Assignment -
Beginning with the line that contains "Query: man's face" and concluding with the final line of the listing below, output each line exactly, and only those lines.

--

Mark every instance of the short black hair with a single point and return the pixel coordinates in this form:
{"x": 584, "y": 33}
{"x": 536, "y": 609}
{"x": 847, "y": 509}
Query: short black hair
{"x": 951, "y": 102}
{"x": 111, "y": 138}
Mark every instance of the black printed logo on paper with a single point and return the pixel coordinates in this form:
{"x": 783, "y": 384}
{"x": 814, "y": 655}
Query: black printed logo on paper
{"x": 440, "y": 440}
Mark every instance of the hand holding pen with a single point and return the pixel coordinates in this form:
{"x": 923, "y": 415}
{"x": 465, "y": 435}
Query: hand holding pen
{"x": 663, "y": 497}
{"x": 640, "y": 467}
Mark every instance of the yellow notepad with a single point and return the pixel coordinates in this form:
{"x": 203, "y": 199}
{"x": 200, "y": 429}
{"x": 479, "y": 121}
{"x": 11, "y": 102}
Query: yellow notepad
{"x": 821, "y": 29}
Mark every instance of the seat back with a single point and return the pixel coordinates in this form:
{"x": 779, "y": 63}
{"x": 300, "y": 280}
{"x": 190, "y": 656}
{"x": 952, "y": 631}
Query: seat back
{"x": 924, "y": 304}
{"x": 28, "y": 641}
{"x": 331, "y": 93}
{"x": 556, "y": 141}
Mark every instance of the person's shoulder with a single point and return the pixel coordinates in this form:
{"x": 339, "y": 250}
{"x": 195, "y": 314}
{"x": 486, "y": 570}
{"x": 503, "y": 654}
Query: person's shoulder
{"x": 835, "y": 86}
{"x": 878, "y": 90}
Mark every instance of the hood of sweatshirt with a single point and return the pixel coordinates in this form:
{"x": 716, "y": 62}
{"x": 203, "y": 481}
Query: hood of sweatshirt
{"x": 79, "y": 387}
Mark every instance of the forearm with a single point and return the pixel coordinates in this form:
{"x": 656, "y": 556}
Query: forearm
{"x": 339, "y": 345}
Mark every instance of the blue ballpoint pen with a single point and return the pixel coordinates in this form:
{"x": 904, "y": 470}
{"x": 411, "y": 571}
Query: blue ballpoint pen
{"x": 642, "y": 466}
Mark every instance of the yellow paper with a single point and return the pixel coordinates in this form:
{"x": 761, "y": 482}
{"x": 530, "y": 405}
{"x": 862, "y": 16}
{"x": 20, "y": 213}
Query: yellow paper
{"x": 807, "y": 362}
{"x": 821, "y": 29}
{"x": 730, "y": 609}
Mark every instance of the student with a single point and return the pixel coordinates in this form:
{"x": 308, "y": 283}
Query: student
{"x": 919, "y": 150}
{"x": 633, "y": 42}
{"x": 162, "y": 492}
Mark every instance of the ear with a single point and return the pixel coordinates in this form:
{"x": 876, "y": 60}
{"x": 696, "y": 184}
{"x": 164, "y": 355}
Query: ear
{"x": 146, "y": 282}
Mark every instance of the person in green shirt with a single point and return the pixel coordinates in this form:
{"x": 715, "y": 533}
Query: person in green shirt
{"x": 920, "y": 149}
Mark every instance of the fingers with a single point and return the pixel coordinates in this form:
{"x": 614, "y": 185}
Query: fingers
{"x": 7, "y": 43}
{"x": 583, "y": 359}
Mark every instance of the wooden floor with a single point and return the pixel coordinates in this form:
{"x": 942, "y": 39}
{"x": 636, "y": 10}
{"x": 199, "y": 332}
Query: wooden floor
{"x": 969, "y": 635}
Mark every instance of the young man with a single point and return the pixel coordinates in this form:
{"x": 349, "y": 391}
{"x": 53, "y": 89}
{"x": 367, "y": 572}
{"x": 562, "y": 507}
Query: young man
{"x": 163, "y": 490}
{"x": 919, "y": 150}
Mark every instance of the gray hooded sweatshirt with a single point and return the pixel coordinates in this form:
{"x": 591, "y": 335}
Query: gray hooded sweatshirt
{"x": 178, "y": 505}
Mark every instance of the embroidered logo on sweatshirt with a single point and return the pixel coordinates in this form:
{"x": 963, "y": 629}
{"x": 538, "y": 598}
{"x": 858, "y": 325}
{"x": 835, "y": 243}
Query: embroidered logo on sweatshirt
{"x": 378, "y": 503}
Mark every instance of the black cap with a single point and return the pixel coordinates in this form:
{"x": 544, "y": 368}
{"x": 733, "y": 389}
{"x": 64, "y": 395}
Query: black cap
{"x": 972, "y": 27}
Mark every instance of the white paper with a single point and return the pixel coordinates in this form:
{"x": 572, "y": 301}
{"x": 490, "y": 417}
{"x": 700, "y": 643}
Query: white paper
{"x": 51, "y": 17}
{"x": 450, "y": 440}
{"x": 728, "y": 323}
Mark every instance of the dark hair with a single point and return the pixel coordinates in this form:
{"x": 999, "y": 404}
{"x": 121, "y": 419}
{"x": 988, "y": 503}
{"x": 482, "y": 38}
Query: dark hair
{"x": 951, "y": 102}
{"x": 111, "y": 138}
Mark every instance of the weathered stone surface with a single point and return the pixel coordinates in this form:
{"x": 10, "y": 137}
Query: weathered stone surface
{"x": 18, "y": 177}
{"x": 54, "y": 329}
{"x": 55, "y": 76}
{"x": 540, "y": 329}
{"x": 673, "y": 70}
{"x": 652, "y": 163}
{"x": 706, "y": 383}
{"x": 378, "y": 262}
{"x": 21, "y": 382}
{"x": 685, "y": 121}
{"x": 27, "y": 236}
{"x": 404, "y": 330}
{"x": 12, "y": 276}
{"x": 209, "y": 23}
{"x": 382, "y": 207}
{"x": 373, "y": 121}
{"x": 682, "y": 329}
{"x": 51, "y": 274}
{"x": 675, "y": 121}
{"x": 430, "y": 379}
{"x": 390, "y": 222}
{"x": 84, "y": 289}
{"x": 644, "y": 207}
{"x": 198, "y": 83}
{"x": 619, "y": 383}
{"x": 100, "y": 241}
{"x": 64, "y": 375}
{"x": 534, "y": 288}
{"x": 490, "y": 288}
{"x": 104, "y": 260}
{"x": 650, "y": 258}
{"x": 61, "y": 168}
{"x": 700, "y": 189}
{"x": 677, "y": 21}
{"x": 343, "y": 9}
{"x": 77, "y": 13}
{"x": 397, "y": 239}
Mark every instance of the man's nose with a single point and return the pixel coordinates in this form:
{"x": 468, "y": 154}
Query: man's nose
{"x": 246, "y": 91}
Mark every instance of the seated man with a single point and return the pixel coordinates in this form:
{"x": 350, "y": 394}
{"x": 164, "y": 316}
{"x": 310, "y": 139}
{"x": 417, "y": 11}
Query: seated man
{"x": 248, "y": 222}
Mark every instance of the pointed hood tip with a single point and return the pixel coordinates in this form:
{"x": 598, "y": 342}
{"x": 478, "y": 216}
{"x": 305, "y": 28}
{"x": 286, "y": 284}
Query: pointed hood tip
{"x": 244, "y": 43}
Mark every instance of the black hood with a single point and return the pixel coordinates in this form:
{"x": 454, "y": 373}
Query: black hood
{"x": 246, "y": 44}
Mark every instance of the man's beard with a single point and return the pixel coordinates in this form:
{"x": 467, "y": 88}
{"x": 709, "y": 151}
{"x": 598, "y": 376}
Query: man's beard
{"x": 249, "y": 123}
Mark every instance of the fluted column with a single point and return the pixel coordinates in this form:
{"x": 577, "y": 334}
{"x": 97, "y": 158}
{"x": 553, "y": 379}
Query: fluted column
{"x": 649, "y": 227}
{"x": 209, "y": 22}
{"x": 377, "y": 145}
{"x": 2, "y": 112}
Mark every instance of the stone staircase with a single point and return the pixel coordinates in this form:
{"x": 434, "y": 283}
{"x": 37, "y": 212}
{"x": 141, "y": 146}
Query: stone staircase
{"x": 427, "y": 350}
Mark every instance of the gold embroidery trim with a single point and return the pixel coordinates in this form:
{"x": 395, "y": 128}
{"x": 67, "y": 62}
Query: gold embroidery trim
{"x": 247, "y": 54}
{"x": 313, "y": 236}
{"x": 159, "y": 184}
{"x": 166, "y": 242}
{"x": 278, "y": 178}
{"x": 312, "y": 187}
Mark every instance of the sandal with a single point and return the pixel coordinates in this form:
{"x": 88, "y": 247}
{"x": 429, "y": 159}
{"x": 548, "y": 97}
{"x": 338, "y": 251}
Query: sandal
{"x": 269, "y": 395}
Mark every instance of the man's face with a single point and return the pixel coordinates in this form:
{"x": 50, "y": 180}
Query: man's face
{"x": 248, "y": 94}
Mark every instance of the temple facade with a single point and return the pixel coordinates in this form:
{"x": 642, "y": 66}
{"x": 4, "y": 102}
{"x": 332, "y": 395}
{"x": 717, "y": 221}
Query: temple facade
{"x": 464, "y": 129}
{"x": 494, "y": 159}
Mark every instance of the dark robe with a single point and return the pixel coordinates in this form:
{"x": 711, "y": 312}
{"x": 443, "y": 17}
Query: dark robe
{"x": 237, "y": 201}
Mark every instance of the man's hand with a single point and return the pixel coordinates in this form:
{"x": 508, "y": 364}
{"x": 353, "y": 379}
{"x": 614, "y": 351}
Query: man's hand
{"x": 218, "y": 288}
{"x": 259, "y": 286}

--

Task response -
Query: man's face
{"x": 248, "y": 94}
Mark every instance of the temple facade with a single point and return the pixel coordinates in this form:
{"x": 642, "y": 66}
{"x": 4, "y": 102}
{"x": 332, "y": 395}
{"x": 717, "y": 221}
Query: temple facade
{"x": 464, "y": 129}
{"x": 494, "y": 159}
Mark every instance of the dark robe with a single point and return the pixel coordinates in this form:
{"x": 711, "y": 312}
{"x": 443, "y": 17}
Query: dark robe
{"x": 237, "y": 201}
Mark every instance of the man's hand with a single point and return the pixel coordinates in this form:
{"x": 508, "y": 364}
{"x": 353, "y": 379}
{"x": 614, "y": 351}
Query: man's hand
{"x": 218, "y": 288}
{"x": 259, "y": 286}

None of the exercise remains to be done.